* [Text block]
•••••
Now reconcile that with the image Andrew Bolt wants you to have of these “lucky” people:

No wonder they keep coming

Private jets and four-star hotels. Welcome to the lifestyle of a Rudd asylum seeker:

He links to and quotes from a story at The Age about the government spending millions on private companies and private hotels to transport and house asylum seekers, and implies that this means that they’re being transported and housed in absolute luxury. (“No wonder they keep coming.”)

And, if you have a persecution complex and want to believe that the government LUVS ASYLUM SEEKERS and HATES AUSTRALIANS then perhaps you could convince yourself to believe this incredibly implausible claim. I guess it’s easier to justify ignoring someone’s pleas for help if you can fool yourself that, despite all evidence to the contrary, they’re somehow better off than you. That’s why the refugee-demonising industry does so well with its fatuous “queue jumping” and “rich boat person” lines.

Bolt’s readers certainly got the message. As “Rosemary from Queensland” opined to Andrew:

Meanwhile in the real world, Aussies are living in cars, on the streets, in caravans and tents, and off the goodwill of extended family because they cannot get a real roof over their heads. I have read that families with children are being shunted weekly from one lot of temporary accomodation to the next, living out of boxes and suitcases, with no sense of stability or routine for these children.

Yet blow-ins from elsewhere get the four-star treatment here, get given wads of money and seem to want for nothing. These people have not paid a day’s worth of tax, they have not contributed a day’s worth of work for this country, and for that they are treated like kings.
•••••
* [Dataset excerpts]
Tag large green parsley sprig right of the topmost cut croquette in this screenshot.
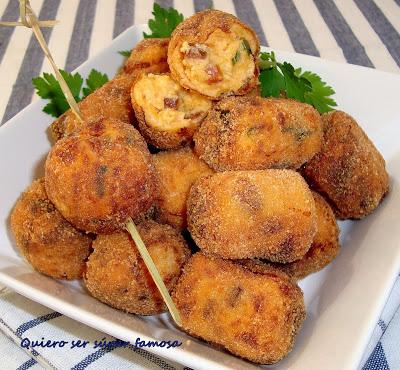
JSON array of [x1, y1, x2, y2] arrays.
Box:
[[259, 51, 337, 113]]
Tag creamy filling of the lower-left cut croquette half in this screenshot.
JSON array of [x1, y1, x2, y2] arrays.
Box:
[[133, 74, 211, 131]]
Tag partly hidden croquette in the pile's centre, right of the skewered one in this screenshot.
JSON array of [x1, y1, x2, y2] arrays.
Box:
[[153, 147, 214, 230]]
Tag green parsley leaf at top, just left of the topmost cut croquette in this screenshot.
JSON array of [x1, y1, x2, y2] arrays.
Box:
[[143, 3, 183, 38]]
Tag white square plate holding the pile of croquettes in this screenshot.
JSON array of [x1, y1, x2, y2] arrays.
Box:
[[0, 26, 400, 370]]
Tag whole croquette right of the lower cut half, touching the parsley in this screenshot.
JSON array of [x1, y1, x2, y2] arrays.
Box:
[[194, 96, 322, 171]]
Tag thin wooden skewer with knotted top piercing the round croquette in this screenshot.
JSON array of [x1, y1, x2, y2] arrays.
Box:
[[0, 0, 181, 326]]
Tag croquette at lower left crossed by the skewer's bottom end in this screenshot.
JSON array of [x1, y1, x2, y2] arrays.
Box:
[[84, 220, 190, 315]]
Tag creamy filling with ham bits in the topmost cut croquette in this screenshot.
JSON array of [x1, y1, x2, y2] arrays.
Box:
[[180, 28, 255, 97]]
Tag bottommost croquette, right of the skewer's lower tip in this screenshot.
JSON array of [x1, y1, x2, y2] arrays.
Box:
[[172, 252, 305, 364]]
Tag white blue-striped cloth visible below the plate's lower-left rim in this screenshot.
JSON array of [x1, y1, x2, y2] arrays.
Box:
[[0, 289, 187, 370]]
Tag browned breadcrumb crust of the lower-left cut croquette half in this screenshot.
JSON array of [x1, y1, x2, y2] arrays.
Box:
[[131, 73, 212, 149]]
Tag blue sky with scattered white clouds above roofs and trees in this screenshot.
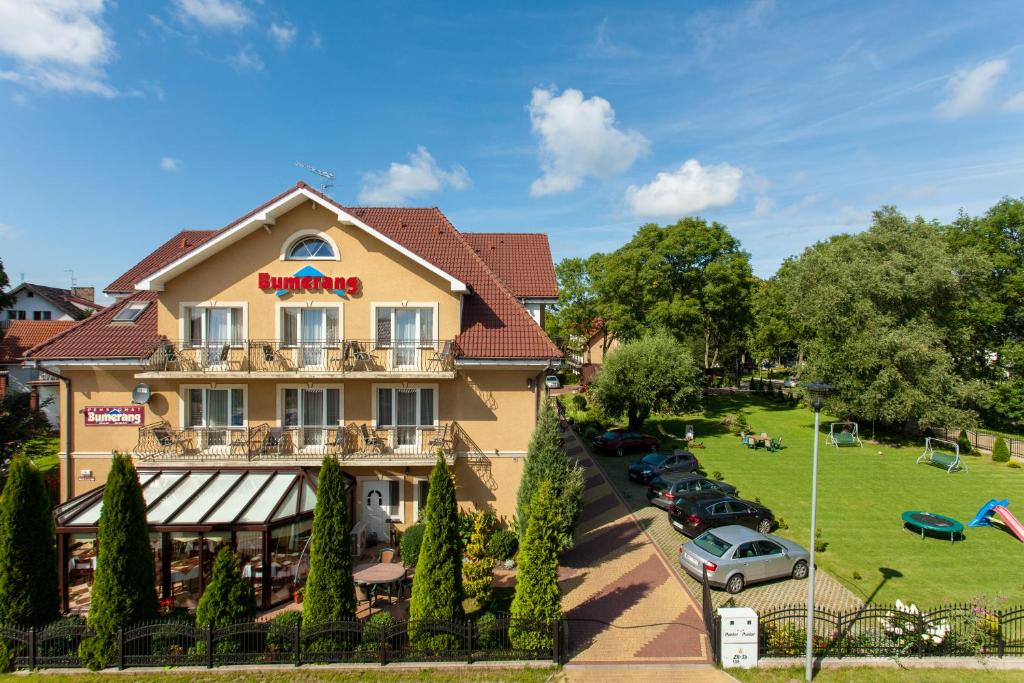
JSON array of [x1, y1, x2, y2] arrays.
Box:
[[0, 0, 1024, 301]]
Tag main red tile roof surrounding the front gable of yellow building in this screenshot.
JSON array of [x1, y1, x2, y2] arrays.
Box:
[[32, 182, 562, 358]]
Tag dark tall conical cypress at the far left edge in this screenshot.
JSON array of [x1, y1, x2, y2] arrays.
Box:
[[0, 456, 60, 626]]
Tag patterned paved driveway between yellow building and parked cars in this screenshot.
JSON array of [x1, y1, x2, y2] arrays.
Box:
[[560, 421, 731, 681]]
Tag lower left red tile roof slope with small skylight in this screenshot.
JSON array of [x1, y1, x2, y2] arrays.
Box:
[[26, 292, 158, 360]]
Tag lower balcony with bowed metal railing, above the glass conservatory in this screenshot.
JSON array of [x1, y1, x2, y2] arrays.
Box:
[[132, 422, 460, 465]]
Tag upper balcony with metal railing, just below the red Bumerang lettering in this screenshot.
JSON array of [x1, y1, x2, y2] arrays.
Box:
[[136, 339, 456, 379]]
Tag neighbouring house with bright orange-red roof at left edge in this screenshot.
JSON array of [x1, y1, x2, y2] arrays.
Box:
[[0, 321, 78, 429]]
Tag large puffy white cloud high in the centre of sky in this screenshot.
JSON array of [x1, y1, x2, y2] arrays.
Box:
[[528, 88, 649, 197]]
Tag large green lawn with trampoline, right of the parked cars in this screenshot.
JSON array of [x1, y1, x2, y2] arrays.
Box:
[[593, 394, 1024, 607]]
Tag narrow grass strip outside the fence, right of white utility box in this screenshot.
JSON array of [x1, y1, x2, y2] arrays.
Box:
[[729, 667, 1024, 683]]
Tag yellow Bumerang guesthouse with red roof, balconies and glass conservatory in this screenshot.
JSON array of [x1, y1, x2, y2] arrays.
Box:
[[27, 182, 560, 608]]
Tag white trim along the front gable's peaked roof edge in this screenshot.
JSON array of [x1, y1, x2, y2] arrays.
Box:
[[135, 187, 468, 292]]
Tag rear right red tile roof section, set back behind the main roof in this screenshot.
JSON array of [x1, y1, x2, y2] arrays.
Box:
[[462, 232, 558, 299]]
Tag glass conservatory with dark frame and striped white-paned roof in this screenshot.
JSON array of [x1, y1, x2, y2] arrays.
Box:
[[54, 467, 352, 612]]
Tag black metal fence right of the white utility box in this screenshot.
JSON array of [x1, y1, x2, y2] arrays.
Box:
[[759, 604, 1024, 657]]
•••••
* [Questions]
[A] In the post about Andrew Bolt and asylum seekers, which newspaper published the story Bolt links to and quotes?
[B] Carry on the post about Andrew Bolt and asylum seekers from the point where it ends.

* [Exercise results]
[A] The Age

[B]
But anyone with more than an ounce of common sense should immediately realise that this “treated like kings” line simply doesn’t add up. If the government LUVVED asylum seekers so much then why would it refuse to process their applications? Why would it lock them up in prisons?

Remember, a large part of the expense involved in housing asylum seekers is in security staff to detain them – it’s like pretending that living in prison is luxurious just because it costs a lot to house each prisoner. Hint: that money does not go to them. Guards, security systems, these are all very expensive things. Likewise, the “private jets” are presumably expensive because they’re keeping these prisoners – sorry, “detainees” – away from the general public, not because the asylum seekers are somehow being put up in first class and dining on caviar and champagne. (And just because a hotel has four star accommodation, that doesn’t mean that’s how the asylum seekers are being housed.)

Now, if the question is – why are we spending so much money just to treat asylum seekers like dirt, then I’ll join with other taxpayers in asking it. It seems like no-one benefits from the present system other than the private companies milking the department.

But this politics of envy by Bolt, this attempt to misleadingly imply that all this money being spent to keep asylum seekers away from us is somehow being spent to give them cushy lives, and that it thereby tempts them over here – well, that’s both dishonest and stupid. And it’s very disturbing that there are people in his forum who are happy to switch off their brains and believe it, just because they so desperately want to resent these people instead of feeling guilty about their lack of compassion.

Does any Bolt reader really think they’d like to trade places with an asylum seeker in Australia in 2010? Perhaps their wish should be granted.

PS: Bolt’s attempt to blame this practice on Rudd falls over when you read the actual article and see that the previous Coalition government was just as profligate with its spending on keeping prisoners away from us, spending $578k to fly David Hicks back on a private jet. I suspect he’d have much rathered they spent $1000 and flew him back economy.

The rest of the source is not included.